**BRIEF**
Reproduce the part of the material that opens with the line containing "Our annotation team needs the door" and closes with the line containing "28 0 204 416", requests included, offsetting every bounding-box coordinate in the answers by -93.

* START *

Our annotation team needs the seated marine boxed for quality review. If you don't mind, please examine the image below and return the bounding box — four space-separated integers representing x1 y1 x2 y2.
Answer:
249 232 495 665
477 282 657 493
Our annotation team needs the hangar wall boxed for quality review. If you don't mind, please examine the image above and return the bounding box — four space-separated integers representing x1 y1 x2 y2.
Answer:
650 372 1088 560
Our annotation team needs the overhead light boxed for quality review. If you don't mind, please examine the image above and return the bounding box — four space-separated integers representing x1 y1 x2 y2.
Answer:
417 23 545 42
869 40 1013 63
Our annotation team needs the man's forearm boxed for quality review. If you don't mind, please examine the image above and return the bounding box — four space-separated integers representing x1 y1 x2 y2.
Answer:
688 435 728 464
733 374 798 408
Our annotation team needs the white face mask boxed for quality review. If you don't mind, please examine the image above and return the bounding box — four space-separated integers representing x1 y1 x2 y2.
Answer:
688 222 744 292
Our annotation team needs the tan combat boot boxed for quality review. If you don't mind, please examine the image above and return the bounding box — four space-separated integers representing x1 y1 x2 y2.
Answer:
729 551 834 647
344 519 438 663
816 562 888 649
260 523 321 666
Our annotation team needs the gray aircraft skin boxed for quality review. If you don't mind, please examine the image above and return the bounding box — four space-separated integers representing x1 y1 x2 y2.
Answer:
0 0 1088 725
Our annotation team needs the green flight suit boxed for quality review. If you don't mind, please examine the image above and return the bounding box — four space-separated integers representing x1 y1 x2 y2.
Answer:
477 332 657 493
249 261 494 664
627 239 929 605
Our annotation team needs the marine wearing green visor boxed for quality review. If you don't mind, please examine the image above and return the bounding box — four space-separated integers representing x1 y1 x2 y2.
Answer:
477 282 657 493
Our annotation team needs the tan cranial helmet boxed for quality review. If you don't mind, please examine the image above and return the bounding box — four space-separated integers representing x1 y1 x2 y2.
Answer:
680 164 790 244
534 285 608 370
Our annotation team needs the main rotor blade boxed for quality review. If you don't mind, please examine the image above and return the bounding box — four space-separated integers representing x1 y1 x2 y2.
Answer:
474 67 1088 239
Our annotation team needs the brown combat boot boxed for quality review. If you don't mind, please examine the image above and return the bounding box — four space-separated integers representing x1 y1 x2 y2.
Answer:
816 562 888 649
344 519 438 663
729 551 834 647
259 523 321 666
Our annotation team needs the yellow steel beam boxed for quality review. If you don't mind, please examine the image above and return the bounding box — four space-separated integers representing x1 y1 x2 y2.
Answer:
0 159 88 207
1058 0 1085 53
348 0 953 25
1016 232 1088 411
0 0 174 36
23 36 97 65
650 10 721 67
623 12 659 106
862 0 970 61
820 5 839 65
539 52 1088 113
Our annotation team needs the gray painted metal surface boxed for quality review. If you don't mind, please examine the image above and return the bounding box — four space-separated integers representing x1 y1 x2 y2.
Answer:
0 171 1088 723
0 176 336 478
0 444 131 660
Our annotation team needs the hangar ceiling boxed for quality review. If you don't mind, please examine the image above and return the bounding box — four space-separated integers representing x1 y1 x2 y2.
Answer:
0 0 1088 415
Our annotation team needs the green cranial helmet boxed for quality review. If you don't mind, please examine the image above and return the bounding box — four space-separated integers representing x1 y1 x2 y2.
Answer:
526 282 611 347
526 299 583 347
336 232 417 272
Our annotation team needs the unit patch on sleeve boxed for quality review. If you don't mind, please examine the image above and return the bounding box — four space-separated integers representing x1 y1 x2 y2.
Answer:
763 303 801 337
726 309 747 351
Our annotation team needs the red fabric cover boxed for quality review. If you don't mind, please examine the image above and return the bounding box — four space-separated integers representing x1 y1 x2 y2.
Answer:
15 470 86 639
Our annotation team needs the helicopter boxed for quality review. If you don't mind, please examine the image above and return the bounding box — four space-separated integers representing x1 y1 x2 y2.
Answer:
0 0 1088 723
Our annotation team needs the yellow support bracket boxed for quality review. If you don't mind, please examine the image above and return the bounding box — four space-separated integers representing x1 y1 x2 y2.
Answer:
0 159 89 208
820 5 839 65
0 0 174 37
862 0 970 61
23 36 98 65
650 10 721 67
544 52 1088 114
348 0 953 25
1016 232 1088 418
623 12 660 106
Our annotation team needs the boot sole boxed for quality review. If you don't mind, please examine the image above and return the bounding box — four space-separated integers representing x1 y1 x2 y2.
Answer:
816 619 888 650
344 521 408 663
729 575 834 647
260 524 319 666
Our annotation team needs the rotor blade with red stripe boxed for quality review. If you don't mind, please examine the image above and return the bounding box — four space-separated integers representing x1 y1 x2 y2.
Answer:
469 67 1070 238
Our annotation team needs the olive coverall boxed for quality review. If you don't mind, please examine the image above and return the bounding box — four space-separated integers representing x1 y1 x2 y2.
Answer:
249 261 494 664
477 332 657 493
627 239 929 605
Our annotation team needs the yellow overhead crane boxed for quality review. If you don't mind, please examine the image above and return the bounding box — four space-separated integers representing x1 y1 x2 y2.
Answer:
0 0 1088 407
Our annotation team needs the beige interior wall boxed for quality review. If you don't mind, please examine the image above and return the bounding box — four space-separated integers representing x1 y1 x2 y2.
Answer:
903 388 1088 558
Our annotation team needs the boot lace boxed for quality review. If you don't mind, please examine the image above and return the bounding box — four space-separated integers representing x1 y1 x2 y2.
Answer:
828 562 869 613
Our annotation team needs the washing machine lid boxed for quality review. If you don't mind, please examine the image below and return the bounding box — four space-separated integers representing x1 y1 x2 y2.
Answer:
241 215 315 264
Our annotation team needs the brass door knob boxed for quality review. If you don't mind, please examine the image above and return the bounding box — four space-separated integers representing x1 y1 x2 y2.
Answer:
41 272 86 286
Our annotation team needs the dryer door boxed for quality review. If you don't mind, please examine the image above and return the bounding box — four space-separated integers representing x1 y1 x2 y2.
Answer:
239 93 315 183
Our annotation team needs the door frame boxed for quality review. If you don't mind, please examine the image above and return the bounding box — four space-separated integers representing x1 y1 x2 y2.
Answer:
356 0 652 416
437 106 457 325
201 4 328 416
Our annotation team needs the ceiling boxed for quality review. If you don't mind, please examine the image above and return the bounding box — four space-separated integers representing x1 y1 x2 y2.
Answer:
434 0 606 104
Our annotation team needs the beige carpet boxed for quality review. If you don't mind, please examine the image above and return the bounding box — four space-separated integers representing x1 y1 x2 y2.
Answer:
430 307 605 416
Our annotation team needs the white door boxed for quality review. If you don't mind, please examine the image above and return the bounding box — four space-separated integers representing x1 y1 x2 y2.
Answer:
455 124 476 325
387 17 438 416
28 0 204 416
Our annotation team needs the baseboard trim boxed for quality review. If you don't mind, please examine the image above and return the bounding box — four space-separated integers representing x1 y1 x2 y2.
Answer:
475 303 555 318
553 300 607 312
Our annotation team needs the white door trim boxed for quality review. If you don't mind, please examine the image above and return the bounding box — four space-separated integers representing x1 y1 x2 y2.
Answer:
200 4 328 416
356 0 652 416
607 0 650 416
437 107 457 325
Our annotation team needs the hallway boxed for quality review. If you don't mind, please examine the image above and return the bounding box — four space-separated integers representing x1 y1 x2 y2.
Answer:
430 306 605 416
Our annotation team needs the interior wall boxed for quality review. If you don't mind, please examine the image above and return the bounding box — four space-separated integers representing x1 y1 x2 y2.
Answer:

* END *

**REPLY**
Our annotation team needs the door frame boxed for quality review. If you don't mind, please examine the image above and return the bounding box — four space-separated integers representing x1 y1 x2 y2.
Answer:
263 -93 559 323
344 13 364 232
108 -89 235 323
Our annotation team needs the ceiling boxed for quality review. If you don't mind, please examine the image above and return the bounding box — four space-separated integers representing x1 y1 x2 y2.
Answer:
341 -93 513 11
Our annotation team needs the beige carpet boxed for quality review. If you don't mind, please examine the image above and return the bounding box — four space-separated integers representing x1 y1 x2 y2.
Answer:
337 214 512 323
Our annotation team needs the white door boxed for quality review. If you don't mind, please examine the image above and return the bounding box — four space-separated integers representing x1 y1 x2 y2.
Answer:
362 31 383 232
294 -76 345 323
-65 -93 111 323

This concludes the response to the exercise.